Repeat the Suheir Hammad biography below from "Suheir Hammad (born" to "to Staten Island.", substituting "family" for "parents".

Source extract.
• • • • • • •

Suheir Hammad (born October 25, 1973) is an American poet, author, actress, performer, and political activist.

Biography
She was born in Amman, Jordan. Her parents were Palestinian refugees who immigrated along with their daughter to  Brooklyn, New York City when she was five years old. Her parents later moved to Staten Island.

As an adolescent growing up in Brooklyn, Hammad was heavily influenced by Brooklyn's vibrant hip-hop scene. She had also absorbed the stories from her parents and grandparents of life in their hometown of Lydda, before the 1948 Palestinian exodus, and of the suffering they endured afterward, first in the Gaza Strip and then in Jordan. From these disparate influences Hammad was able to weave into her work a common narrative of dispossession, not only in her capacity as an immigrant, a Palestinian and a Muslim, but as a woman struggling against society's inherent sexism and as a poet in her own right.

• • • • • • •

Extracted information.
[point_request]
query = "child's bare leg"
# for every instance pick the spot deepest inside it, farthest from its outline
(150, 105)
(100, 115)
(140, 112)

• • • • • • •

Expected output.
Suheir Hammad (born October 25, 1973) is an American poet, author, actress, performer, and political activist.

Biography
She was born in Amman, Jordan. Her family were Palestinian refugees who immigrated along with their daughter to  Brooklyn, New York City when she was five years old. Her family later moved to Staten Island.